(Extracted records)
• • • • •
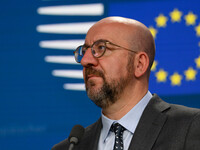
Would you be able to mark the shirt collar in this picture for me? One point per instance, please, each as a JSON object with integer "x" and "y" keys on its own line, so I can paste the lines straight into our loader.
{"x": 130, "y": 120}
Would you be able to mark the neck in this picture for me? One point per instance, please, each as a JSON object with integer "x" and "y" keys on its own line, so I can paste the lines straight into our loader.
{"x": 124, "y": 104}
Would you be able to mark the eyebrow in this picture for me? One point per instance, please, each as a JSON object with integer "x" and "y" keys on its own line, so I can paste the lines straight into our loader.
{"x": 87, "y": 45}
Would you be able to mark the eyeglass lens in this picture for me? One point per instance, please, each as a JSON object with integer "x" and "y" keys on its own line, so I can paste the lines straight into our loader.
{"x": 98, "y": 49}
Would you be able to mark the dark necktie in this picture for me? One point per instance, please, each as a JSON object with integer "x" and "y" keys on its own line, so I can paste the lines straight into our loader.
{"x": 118, "y": 130}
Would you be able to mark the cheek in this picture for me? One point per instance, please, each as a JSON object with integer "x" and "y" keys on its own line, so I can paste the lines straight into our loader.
{"x": 115, "y": 69}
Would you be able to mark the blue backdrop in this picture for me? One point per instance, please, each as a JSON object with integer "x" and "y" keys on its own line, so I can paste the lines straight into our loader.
{"x": 41, "y": 87}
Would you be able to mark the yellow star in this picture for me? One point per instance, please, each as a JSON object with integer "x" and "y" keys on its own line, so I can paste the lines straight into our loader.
{"x": 153, "y": 68}
{"x": 197, "y": 28}
{"x": 176, "y": 15}
{"x": 190, "y": 74}
{"x": 176, "y": 79}
{"x": 190, "y": 18}
{"x": 197, "y": 60}
{"x": 153, "y": 31}
{"x": 161, "y": 75}
{"x": 161, "y": 20}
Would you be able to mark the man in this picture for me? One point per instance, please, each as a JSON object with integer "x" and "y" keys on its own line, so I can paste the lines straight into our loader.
{"x": 117, "y": 57}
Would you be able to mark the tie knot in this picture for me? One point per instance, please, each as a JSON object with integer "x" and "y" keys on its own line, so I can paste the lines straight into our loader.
{"x": 117, "y": 129}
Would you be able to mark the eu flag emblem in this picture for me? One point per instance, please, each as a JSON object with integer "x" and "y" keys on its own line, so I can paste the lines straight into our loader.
{"x": 175, "y": 27}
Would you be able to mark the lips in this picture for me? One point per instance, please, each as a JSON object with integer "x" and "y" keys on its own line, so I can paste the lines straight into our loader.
{"x": 91, "y": 73}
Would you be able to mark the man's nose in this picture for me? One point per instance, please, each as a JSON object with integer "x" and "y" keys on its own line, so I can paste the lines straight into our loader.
{"x": 88, "y": 59}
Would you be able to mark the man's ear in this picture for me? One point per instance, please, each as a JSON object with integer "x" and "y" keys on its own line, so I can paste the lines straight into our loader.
{"x": 141, "y": 64}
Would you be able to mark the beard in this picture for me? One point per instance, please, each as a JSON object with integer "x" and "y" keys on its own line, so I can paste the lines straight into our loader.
{"x": 109, "y": 92}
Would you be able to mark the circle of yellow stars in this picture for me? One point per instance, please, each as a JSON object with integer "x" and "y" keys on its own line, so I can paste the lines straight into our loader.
{"x": 161, "y": 22}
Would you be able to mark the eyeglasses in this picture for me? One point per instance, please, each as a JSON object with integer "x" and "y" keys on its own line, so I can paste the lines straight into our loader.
{"x": 98, "y": 49}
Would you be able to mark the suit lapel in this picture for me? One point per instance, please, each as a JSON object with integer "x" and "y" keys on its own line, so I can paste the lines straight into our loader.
{"x": 150, "y": 125}
{"x": 91, "y": 137}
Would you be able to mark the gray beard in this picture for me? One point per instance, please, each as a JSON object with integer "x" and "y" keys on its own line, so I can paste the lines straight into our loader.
{"x": 109, "y": 93}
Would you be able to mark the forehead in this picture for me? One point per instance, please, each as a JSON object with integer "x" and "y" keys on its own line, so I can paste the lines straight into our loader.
{"x": 113, "y": 32}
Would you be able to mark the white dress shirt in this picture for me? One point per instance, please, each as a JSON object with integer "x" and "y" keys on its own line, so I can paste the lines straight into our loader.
{"x": 129, "y": 121}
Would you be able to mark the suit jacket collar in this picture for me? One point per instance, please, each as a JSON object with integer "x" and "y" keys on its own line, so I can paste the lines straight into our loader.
{"x": 150, "y": 124}
{"x": 91, "y": 137}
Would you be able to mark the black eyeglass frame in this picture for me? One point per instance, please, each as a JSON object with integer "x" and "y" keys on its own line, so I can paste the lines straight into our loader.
{"x": 105, "y": 41}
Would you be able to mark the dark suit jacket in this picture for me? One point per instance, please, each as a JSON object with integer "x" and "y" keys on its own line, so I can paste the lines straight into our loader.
{"x": 162, "y": 126}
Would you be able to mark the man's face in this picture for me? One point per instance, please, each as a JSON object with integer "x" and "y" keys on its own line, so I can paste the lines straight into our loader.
{"x": 106, "y": 77}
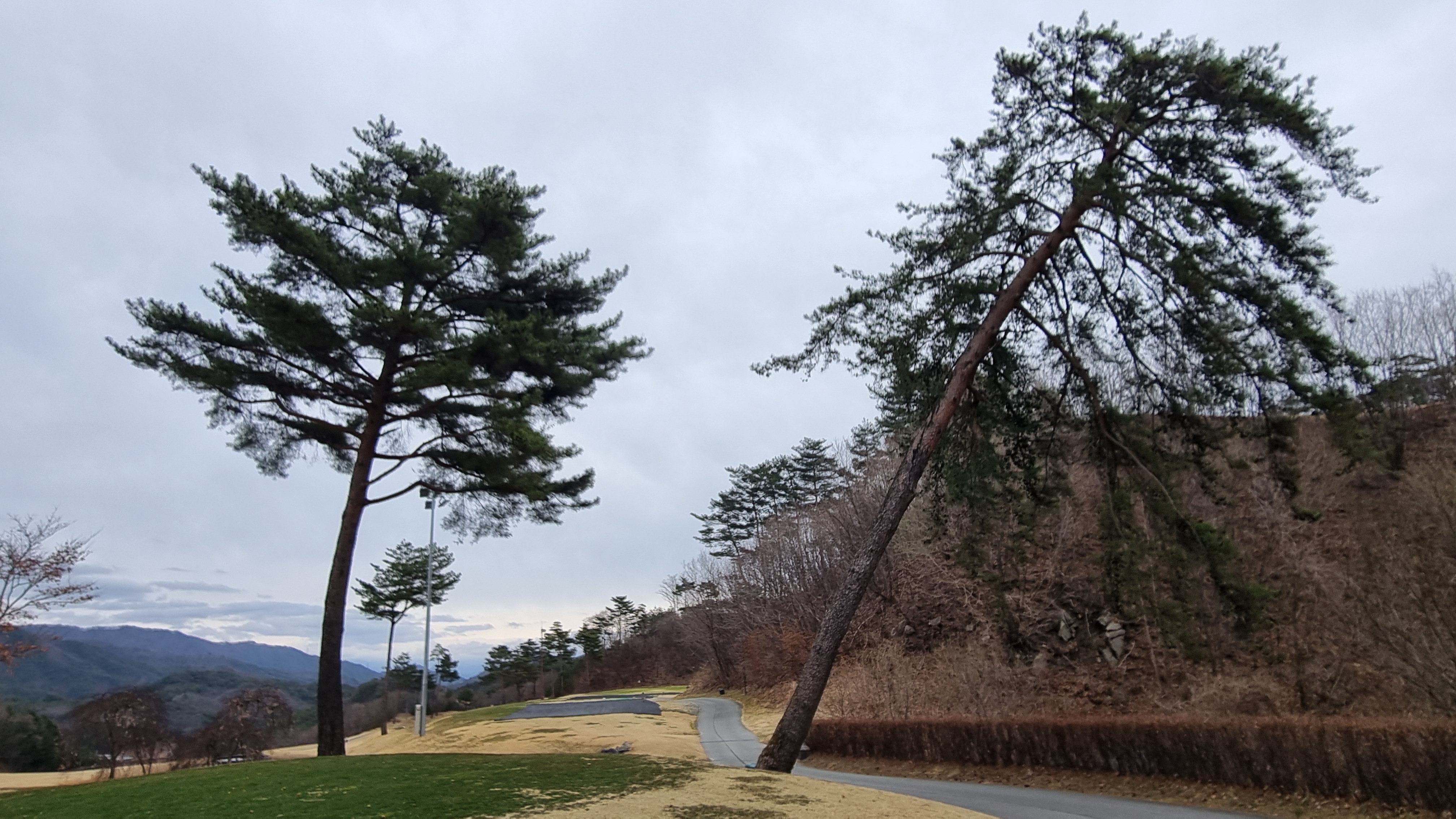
• • • • •
Give only the number of lines in the material above that contain the string "shirt". Case counts.

• _Written solution_: 2